_EXERCISE OBJECTIVE_. Put the records below into a numbered list, starting with the line that contains "Find every instance of the groom's" and running through the end of the records. Leave out any blank lines.

Records from a data collection
——

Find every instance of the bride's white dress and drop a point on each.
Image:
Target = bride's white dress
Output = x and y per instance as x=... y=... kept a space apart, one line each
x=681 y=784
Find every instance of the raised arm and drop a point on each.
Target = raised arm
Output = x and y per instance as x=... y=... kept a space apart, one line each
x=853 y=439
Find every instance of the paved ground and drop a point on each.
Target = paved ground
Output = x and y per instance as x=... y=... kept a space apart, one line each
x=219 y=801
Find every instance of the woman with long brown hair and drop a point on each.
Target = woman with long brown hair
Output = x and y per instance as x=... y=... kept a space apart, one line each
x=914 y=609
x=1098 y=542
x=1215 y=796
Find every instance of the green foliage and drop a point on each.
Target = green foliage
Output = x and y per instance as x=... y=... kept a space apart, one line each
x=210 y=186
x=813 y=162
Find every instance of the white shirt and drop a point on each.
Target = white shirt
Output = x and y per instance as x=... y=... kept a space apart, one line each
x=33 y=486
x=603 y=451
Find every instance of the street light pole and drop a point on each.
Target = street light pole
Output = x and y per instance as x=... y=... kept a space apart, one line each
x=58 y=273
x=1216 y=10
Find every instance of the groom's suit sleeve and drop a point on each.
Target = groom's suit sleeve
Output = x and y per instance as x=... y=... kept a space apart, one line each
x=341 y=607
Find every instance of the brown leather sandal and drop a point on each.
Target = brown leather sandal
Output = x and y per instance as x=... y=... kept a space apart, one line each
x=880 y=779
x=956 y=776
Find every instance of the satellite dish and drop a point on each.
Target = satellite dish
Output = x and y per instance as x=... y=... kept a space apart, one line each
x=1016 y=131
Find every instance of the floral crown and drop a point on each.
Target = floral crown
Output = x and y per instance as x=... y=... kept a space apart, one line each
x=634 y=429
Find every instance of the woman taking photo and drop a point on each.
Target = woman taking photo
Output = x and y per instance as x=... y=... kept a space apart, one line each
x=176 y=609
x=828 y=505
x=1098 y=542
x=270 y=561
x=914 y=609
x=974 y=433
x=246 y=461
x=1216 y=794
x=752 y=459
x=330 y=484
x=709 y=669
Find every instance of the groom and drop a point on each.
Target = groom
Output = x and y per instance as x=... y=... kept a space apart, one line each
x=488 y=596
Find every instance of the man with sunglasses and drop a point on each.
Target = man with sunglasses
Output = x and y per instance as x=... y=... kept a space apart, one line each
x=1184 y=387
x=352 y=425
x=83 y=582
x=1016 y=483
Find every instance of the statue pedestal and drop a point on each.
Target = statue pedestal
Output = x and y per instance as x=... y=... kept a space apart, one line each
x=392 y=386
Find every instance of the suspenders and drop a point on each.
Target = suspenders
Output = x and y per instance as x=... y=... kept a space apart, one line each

——

_CORRECT OUTPUT_.
1. Find every instance of the groom's suit sleeve and drop a point on each.
2. Target = groom's suit sleeve
3. Output = x and y per instance as x=... y=... kept a space apart, one line each
4. x=341 y=607
5. Find every instance of the brown leather sandal and drop a point on each.
6. Target = brown leather sandal
7. Output = x and y per instance as x=... y=... kept a space apart, one line each
8. x=880 y=779
9. x=956 y=776
10. Find every instance of the satellite dish and drop a point on each.
11. Target = satellite dish
12. Output = x and y per instance as x=... y=... kept a space apart, one line each
13. x=1016 y=131
14. Find every instance of the floral crown and drop a point on each.
15. Target = floral crown
16. Output = x and y per instance as x=... y=... kept a space apart, one line each
17. x=634 y=429
18. Find every instance of the woman taking photo and drop a point on each.
19. Target = woman taking photo
20. Output = x and y per instance as x=... y=... kept a space apart, one line each
21. x=176 y=609
22. x=828 y=505
23. x=1098 y=542
24. x=270 y=561
25. x=914 y=609
26. x=974 y=433
27. x=246 y=461
28. x=1216 y=794
29. x=752 y=459
30. x=330 y=484
31. x=709 y=669
32. Find every instance of the groom and drop a point on each.
33. Target = groom
34. Output = x and y per instance as x=... y=... kept a space apart, one line each
35. x=488 y=596
36. Find every instance of the man with sunglasses and drop a point on each.
37. Target = man with sunglasses
38. Output = x and y per instance as x=... y=... kept a space apart, one line each
39. x=1184 y=387
40. x=352 y=425
41. x=83 y=582
42. x=1016 y=483
43. Find every instance of the statue pedestal and drop a point on each.
44. Target = statue pedestal
45. Output = x and y per instance as x=... y=... kept a space apart, one line each
46. x=392 y=386
47. Find every instance of the suspenders and drop a point on each.
48. Target = suspenders
49. Output = x and y per instance as x=... y=... kept a space apart, one line each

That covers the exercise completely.